=== Text provided ===

Hope Fellowship (No. 87, Fastest-Growing; No. 72, Largest) in Frisco, Texas, had what it called a Connect Center, and each week it was very busy. A lot of new people crowded around, and volunteers constantly handed out literature. As the church matured and added multiple campuses, leaders began to recognize that fewer visitors were staying.
“Seven or eight years ago, we were growing at such a rate that it wasn’t obvious to us that we were also losing people through the process,” explains Mark Lunsford, executive pastor at Hope Fellowship.
Angela Linz, lead connections and growth pastor at the church, points to the underlying problem: “Somewhere along the way, people weren’t feeling personally connected.”
It had to be about more than just giving people the information they needed. So, as Linz’s team reinvented its process, they emphasized the personal touch. Linz envisioned an experience in which she wanted “everybody that walks in our doors to feel valued, seen and welcome.”
This reinventing and adapting is not uncommon for the nation’s fastest-growing and largest churches. As LifeWay Research in association with Outreach magazine surveys churches for the Outreach 100 Fastest-Growing and 100 Largest Participating Churches lists, we also notice patterns that can be helpful for all churches. One of the ways we see these churches reinvent themselves is through their methods of connecting with new people.
Systems or Innovations?
It can be easy to assume that everything these growing churches do is focused on innovation. The reality is that much of what they describe is an investment in systems and processes, and most of the innovation comes in improving these practices.

=== Data section ===

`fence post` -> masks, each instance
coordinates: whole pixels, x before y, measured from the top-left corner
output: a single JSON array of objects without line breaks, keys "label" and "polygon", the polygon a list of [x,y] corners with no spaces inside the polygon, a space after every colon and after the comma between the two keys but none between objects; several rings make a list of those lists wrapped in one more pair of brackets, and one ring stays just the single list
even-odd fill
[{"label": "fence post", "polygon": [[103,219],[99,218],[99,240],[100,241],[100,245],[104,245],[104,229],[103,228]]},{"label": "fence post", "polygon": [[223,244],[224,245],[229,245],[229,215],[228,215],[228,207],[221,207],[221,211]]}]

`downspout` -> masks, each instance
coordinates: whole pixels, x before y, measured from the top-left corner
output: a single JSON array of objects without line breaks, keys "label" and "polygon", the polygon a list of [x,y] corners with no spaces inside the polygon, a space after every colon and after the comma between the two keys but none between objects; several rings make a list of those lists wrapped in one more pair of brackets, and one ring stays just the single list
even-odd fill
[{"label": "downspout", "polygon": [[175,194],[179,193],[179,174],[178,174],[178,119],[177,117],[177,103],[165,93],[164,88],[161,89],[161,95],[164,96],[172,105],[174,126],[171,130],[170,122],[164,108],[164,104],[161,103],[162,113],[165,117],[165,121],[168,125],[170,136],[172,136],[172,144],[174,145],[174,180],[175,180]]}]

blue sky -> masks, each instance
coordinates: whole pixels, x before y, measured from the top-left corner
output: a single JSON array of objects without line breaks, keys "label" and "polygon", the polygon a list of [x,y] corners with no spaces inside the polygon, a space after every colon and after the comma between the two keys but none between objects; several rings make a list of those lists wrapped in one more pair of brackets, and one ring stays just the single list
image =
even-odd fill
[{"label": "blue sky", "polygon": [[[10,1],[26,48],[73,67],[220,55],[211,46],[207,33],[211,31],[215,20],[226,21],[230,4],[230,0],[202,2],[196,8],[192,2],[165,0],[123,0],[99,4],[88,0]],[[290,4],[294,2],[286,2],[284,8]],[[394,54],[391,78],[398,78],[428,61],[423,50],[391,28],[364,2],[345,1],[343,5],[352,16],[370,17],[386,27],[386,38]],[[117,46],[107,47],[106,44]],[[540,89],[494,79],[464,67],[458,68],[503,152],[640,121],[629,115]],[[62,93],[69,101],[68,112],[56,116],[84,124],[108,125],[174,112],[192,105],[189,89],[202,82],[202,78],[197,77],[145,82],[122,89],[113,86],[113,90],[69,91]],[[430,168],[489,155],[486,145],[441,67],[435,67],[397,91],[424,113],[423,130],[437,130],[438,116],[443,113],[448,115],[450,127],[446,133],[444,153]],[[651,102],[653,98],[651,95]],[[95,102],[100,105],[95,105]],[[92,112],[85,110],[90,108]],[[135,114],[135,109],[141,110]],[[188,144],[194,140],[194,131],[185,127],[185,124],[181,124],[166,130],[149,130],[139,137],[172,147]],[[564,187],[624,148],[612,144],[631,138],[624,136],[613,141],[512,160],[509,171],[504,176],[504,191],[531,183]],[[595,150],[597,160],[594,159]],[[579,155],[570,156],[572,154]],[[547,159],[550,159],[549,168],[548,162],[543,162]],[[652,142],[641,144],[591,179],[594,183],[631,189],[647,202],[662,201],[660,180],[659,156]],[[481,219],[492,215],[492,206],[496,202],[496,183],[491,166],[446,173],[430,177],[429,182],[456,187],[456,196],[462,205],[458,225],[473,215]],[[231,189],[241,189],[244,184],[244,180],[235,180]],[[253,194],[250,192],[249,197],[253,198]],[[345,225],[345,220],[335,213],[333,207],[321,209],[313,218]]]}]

===

*Tasks and exercises*
1 > In the church growth article, what did Hope Fellowship call the busy area where volunteers handed out literature each week?
2 > Extend the church growth article past its final sentence.
This listing has no connection to the church growth article.

*Answers below*
1 > A Connect Center.

2 >
“It is helpful to have a system and to document it,” says Steve Klein, project director at Liquid Church (No. 43, Fastest-Growing) in Parsippany, New Jersey. “Everyone thought they understood how it works. Then, when you start to write it down, it gets trickier.
“There’s no way to tell if you’re doing well if you don’t even know what you’re doing,” he adds.
Regardless of your church’s size, the same benefits come from this type of forethought. How will visitors experience your church? What will their impression be? What questions will they have? How will you answer them? How will they connect?
The fast-growing churches we talked to do not take the answers to these questions for granted. They not only have envisioned the answers, they have re-envisioned them, reworked them and constantly look for ways to improve their practices. They also communicate their system repeatedly, so visitors hear it and regular attendees can point guests in the right direction.
Make Guests a Priority
“We found that it’s super important to focus on ‘new here’ guests as a priority in order to make sure that that is always in front of our minds,” says Klein.
Chris Hollomon, campus pastor at The Bridge (No. 5, Fastest-Growing) in Spring Hill, Tennessee, describes their first-time guest parking people as some of the church’s greatest leaders. This isn’t a place to put any warm body—it is an important ministry where people with the right gifts should be serving.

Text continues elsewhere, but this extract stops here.